Images excluded, repeat each entry below exactly.

Natural-language object grounding data:
______________________________
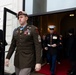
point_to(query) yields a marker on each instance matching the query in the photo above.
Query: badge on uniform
(54, 37)
(39, 38)
(27, 32)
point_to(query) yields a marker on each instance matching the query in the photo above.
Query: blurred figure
(1, 50)
(44, 51)
(71, 47)
(51, 46)
(59, 51)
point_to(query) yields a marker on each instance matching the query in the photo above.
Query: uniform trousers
(25, 71)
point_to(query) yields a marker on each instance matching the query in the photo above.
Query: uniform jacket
(71, 47)
(55, 40)
(27, 44)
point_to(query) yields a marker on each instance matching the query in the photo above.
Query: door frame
(6, 10)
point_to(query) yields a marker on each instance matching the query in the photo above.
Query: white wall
(14, 5)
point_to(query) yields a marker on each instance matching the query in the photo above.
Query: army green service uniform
(27, 43)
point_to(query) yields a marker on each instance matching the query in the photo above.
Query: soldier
(1, 51)
(51, 46)
(27, 43)
(71, 48)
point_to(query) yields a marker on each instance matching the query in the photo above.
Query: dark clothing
(27, 44)
(71, 47)
(52, 51)
(55, 40)
(1, 51)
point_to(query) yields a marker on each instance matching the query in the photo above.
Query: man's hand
(7, 62)
(37, 67)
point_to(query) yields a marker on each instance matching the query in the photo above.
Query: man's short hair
(21, 13)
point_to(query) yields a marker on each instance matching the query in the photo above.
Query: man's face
(22, 19)
(51, 31)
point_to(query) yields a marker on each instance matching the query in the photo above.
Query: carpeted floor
(61, 69)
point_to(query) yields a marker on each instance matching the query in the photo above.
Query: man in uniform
(51, 46)
(27, 43)
(71, 48)
(1, 51)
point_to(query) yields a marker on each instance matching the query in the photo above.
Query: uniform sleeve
(12, 48)
(38, 46)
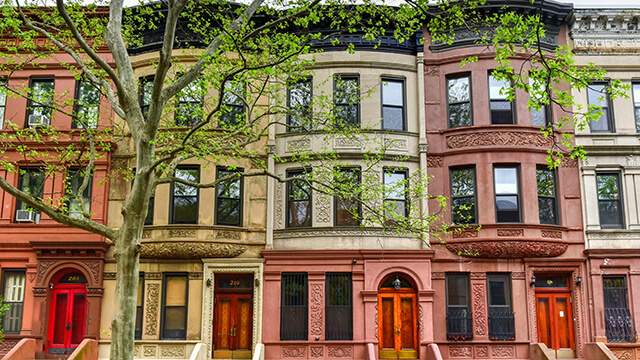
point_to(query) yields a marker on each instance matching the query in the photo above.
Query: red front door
(67, 315)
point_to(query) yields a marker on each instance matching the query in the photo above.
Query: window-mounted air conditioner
(26, 216)
(38, 121)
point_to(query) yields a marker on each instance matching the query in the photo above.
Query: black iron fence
(459, 325)
(619, 325)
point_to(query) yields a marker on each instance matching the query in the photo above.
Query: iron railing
(459, 325)
(619, 325)
(501, 325)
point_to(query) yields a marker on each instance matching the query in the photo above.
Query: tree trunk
(127, 259)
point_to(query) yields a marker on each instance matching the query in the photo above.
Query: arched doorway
(67, 312)
(397, 318)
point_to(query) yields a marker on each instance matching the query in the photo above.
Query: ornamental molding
(507, 249)
(499, 138)
(189, 250)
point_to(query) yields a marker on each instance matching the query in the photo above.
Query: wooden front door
(555, 322)
(397, 323)
(67, 314)
(233, 319)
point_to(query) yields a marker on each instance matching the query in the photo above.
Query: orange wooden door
(397, 325)
(233, 326)
(555, 321)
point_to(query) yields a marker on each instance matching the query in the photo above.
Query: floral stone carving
(507, 249)
(189, 250)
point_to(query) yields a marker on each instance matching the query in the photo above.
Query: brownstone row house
(550, 272)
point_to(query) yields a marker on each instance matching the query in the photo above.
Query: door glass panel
(79, 316)
(243, 324)
(406, 326)
(60, 319)
(562, 317)
(222, 326)
(387, 324)
(544, 322)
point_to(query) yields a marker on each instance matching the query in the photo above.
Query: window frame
(290, 126)
(30, 101)
(621, 224)
(475, 193)
(290, 174)
(517, 194)
(172, 196)
(608, 110)
(402, 82)
(336, 199)
(163, 306)
(512, 107)
(240, 200)
(303, 307)
(456, 76)
(77, 107)
(348, 307)
(3, 284)
(342, 78)
(556, 205)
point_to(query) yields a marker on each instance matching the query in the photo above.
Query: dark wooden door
(555, 322)
(397, 325)
(233, 326)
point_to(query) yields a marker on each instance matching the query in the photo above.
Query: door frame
(397, 296)
(214, 266)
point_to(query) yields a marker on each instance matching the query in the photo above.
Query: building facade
(609, 176)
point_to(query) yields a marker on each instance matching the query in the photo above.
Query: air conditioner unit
(26, 216)
(38, 120)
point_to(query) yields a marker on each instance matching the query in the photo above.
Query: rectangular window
(78, 203)
(459, 101)
(346, 96)
(501, 319)
(347, 201)
(547, 198)
(463, 196)
(146, 89)
(501, 107)
(139, 307)
(338, 307)
(175, 294)
(610, 201)
(87, 106)
(229, 198)
(636, 104)
(233, 102)
(597, 95)
(542, 116)
(459, 320)
(507, 193)
(298, 200)
(184, 198)
(300, 105)
(294, 307)
(619, 324)
(395, 195)
(190, 111)
(393, 104)
(39, 106)
(31, 181)
(13, 283)
(3, 100)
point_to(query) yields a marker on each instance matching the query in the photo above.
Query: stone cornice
(605, 31)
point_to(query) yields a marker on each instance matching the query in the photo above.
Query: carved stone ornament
(507, 249)
(460, 351)
(189, 250)
(498, 138)
(151, 309)
(293, 352)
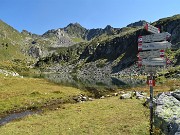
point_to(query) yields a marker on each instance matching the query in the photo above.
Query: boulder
(167, 113)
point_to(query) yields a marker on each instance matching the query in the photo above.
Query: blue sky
(38, 16)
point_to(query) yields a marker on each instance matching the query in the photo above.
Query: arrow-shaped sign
(165, 36)
(151, 28)
(151, 54)
(153, 45)
(152, 62)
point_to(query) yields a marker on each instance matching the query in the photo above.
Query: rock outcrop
(167, 112)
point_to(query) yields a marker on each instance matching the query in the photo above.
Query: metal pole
(151, 105)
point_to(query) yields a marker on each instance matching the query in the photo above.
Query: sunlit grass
(22, 93)
(110, 116)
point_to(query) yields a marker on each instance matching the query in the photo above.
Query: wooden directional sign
(150, 69)
(151, 54)
(165, 36)
(151, 82)
(153, 45)
(151, 28)
(153, 62)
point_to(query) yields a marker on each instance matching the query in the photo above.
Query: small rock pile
(82, 98)
(136, 94)
(167, 112)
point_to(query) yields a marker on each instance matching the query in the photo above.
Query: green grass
(110, 116)
(23, 93)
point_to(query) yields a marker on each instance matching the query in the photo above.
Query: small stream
(109, 81)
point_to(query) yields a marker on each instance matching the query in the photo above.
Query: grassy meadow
(110, 116)
(18, 94)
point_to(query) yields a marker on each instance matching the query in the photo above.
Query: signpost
(153, 62)
(165, 36)
(151, 28)
(152, 55)
(153, 45)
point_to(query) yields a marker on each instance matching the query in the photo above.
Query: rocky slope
(112, 48)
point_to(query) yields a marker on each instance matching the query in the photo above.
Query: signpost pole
(151, 103)
(152, 55)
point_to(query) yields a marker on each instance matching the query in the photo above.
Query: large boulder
(167, 113)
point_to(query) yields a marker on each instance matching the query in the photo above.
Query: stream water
(106, 81)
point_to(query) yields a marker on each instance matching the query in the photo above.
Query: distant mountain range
(111, 48)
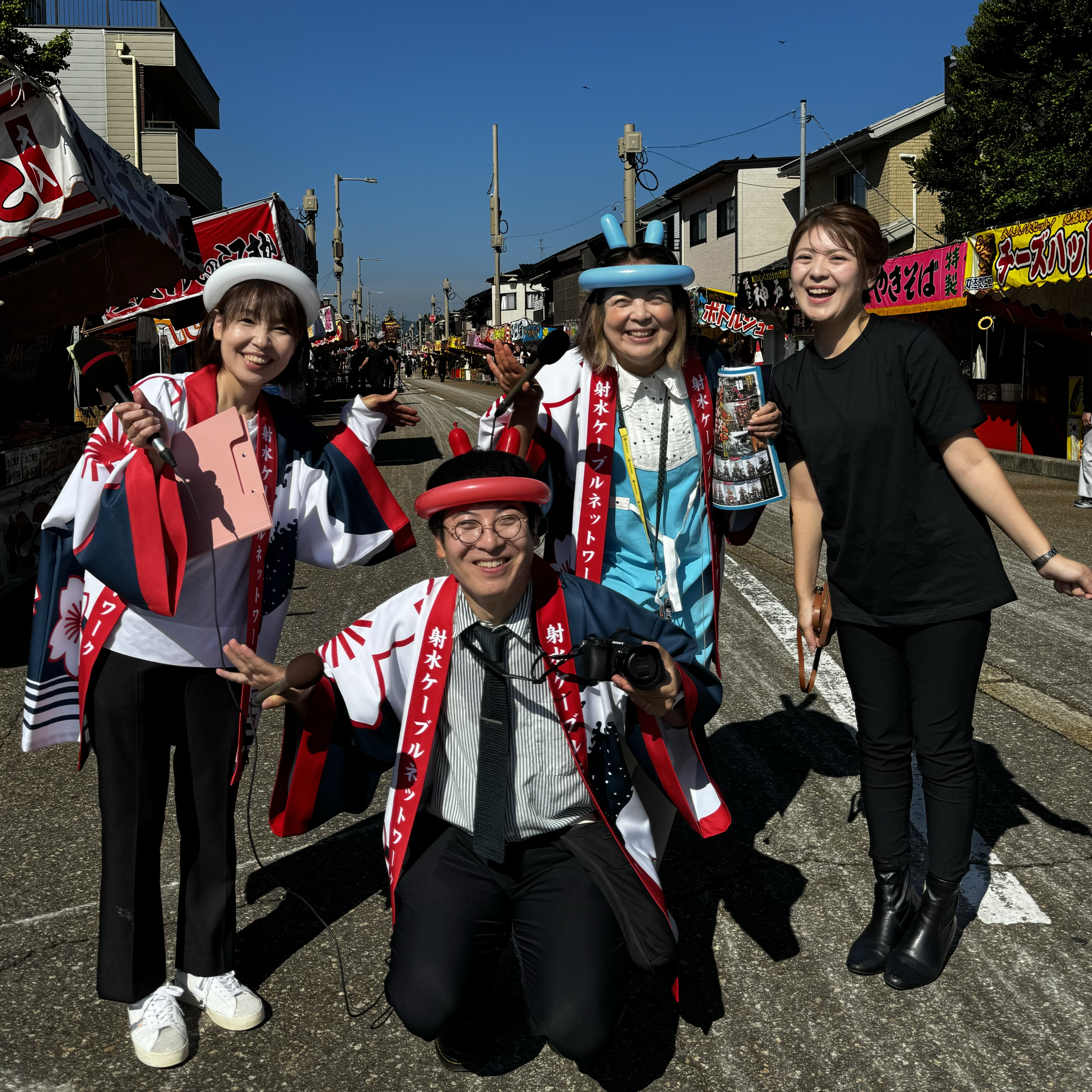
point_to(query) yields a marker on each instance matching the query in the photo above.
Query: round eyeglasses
(469, 531)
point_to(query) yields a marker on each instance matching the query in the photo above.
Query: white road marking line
(996, 895)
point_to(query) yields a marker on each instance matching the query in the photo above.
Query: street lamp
(339, 245)
(372, 292)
______________________________
Exercise solution:
point_to(query) yields a marker on each instance matching the query in the photo above.
Query: badge on uniform
(54, 37)
(39, 38)
(27, 32)
point_to(query) yields a marker on each instance matching the query in the photo above.
Query: blurred figure
(1, 50)
(44, 51)
(71, 47)
(51, 46)
(59, 51)
point_to(query) yields a marker on each instance matching the query in the photo above.
Query: uniform trousers
(25, 71)
point_to(query) yields a marker on each instance matching the query in the photo above.
Query: uniform jacket
(71, 47)
(55, 40)
(27, 44)
point_to(query) yields a marker on each instance matching the query in the photo above.
Query: door frame
(6, 10)
point_to(query) yields a marker on each instance matching the query in the photo above.
Query: white wall
(14, 5)
point_to(query) yields a marker on each instance matching the query in the photo above.
Query: army green service uniform
(27, 43)
point_to(query) yields a marker on each instance matching the query in the photo above.
Query: soldier
(1, 51)
(51, 46)
(27, 43)
(71, 48)
point_to(query) yields a marker on each instance matching the query in the photo above.
Query: dark clothing
(27, 44)
(71, 47)
(52, 51)
(55, 40)
(1, 51)
point_to(query) yields a marker on each instance matching the query in the photo above.
Query: man's hand
(7, 62)
(37, 67)
point_to(query) yields a marker on each instance matching the query in the photo above.
Query: man's short hair
(21, 13)
point_to(query) yields a marker on each instance matching the query in the photo above.
Query: man's face
(22, 19)
(51, 31)
point_to(query) yields a marker on each instance matching the query in the photo above.
Query: carpeted floor
(61, 69)
point_to(query) yields a marker on each instance matching the query in the photo above.
Query: man in uniform
(51, 46)
(27, 43)
(71, 48)
(1, 51)
point_to(query) yields a marker on each instance matching the query in the photo above.
Query: uniform sleeve
(12, 48)
(38, 46)
point_to(query) yields a marker on each instance matching the query in the photo above.
Query: red front door
(67, 315)
point_to(query) yields a marker on each instance matching the query in the photo above.
Query: window-mounted air conditioner
(26, 216)
(38, 121)
point_to(query) yields a marker on each instance matching the query in the photo above.
Query: black iron fence
(459, 325)
(619, 325)
point_to(query) yields a marker on each instance matching the query in the photo above.
Query: iron railing
(459, 325)
(619, 325)
(501, 325)
point_to(query) yields a marker on each instance matching the query in the photo above.
Query: tree trunk
(127, 259)
point_to(query) yields a marker on each instance matching the query in the photo above.
Query: arched doorway
(67, 312)
(397, 318)
point_to(query) yields a marker on each instance matching the query in the photo above.
Query: ornamental molding
(507, 249)
(499, 138)
(189, 250)
point_to(query) yields a marker on each instance matching the query in the photo above.
Query: wooden front door
(555, 322)
(397, 323)
(67, 314)
(233, 319)
point_to(query) yields a marker on each instance matching the query in the photo above.
Query: orange wooden door
(397, 325)
(233, 326)
(555, 321)
point_to(query) yields a marker on each instance matching the query in the photo above.
Query: floral stone carving
(507, 249)
(189, 250)
point_to(query) yields a marker on each instance matching the query in the photo above.
Query: brownstone row house
(550, 272)
point_to(query) yields a marker on each instance matching the query in the photo above.
Query: door glass panel
(79, 316)
(243, 324)
(406, 326)
(60, 319)
(562, 317)
(222, 326)
(387, 324)
(544, 322)
point_to(query) yields a marker on each instance matching the query in the photo above.
Query: window frame
(290, 126)
(30, 101)
(621, 224)
(475, 193)
(290, 174)
(517, 194)
(172, 196)
(608, 110)
(402, 82)
(336, 199)
(163, 306)
(512, 107)
(240, 200)
(303, 307)
(456, 76)
(77, 107)
(348, 307)
(3, 284)
(342, 78)
(556, 205)
point_to(query) yields a marker on each instance matching the query in the photo above.
Query: dark wooden door
(555, 322)
(397, 325)
(233, 326)
point_to(query) yields a marker on each instance matching the query in the photo above.
Query: door frame
(397, 296)
(214, 266)
point_to(query) yields a marker on each instance matching the query in the photo above.
Query: building facade
(609, 176)
point_to(query) yields a marker on each instance matching the query in the photo above.
Query: air conditioner unit
(26, 216)
(38, 120)
point_to(query) yields a marker on each instance matching the query in the photo above.
Query: rectangular window
(78, 203)
(459, 101)
(346, 96)
(501, 319)
(347, 201)
(547, 198)
(463, 196)
(146, 89)
(501, 107)
(139, 307)
(338, 307)
(175, 294)
(610, 201)
(87, 106)
(229, 198)
(636, 104)
(233, 102)
(597, 95)
(542, 116)
(459, 320)
(507, 193)
(298, 200)
(184, 198)
(300, 105)
(294, 307)
(619, 324)
(395, 195)
(190, 111)
(393, 104)
(39, 106)
(31, 181)
(13, 283)
(3, 100)
point_to(query) yields a marker on each instance matching the query in the photo above.
Query: stone cornice
(605, 31)
point_to(query) yields a marker on each instance matching the query in the photo above.
Query: carved stone ornament
(507, 249)
(460, 351)
(189, 250)
(498, 138)
(151, 309)
(293, 352)
point_to(query) yields a marker on each instance matching the query in the photo above.
Query: boulder
(167, 113)
point_to(query) yields a marker on each instance matching the query in the photo above.
Query: blue sky
(38, 16)
point_to(query) yields a marker on each instance matching the query in the photo above.
Query: arrow-shaped sign
(165, 36)
(151, 28)
(151, 54)
(153, 45)
(152, 62)
point_to(query) yields a marker on each instance matching the query in the photo above.
Query: rock outcrop
(167, 112)
point_to(query) yields a marker on each instance matching the query in the photo above.
Query: metal pole
(151, 105)
point_to(query) yields a marker on each instance matching the query in the photo above.
Query: sunlit grass
(22, 93)
(110, 116)
point_to(query) yields a marker on each instance matching the query in the photo above.
Query: wooden directional sign
(150, 69)
(151, 54)
(165, 36)
(151, 82)
(153, 45)
(151, 28)
(153, 62)
point_to(query) yields a marker on each instance matching the query in the photo above.
Query: small rock pile
(82, 98)
(136, 94)
(167, 112)
point_to(query) yields a marker on each instance matching the query in the photo above.
Query: green grass
(110, 116)
(23, 93)
point_to(query) yields a marker on each instance matching the query in the photo above.
Query: small stream
(109, 81)
point_to(query) yields a marker on each instance matching the query in the photo above.
Query: grassy meadow
(110, 116)
(18, 94)
point_to(query) yields a marker on each instance matching the query in the photo above.
Query: signpost
(153, 62)
(165, 36)
(151, 28)
(152, 55)
(153, 45)
point_to(query) yields a marker on each instance matching the query in the photo above.
Query: rocky slope
(112, 48)
point_to(query) yields a marker on each instance matching the query in the photo above.
Query: signpost pole
(151, 103)
(152, 55)
point_to(query) yields a marker on each instance matching the query in the photo above.
Query: large boulder
(167, 113)
point_to(query) yields a marker on each instance matching the query in the photo above.
Query: stream water
(106, 81)
point_to(query) yields a marker on each instance matching the query in the photo above.
Query: distant mountain range
(111, 48)
point_to(query) yields a marker on each instance matching the query in the photo above.
Query: round eyeglasses
(469, 531)
point_to(query) yields a marker on each instance matching the query in the photo above.
Query: white road marking line
(996, 895)
point_to(query) yields a marker on each instance matching the query in the photo above.
Query: street lamp
(339, 245)
(372, 292)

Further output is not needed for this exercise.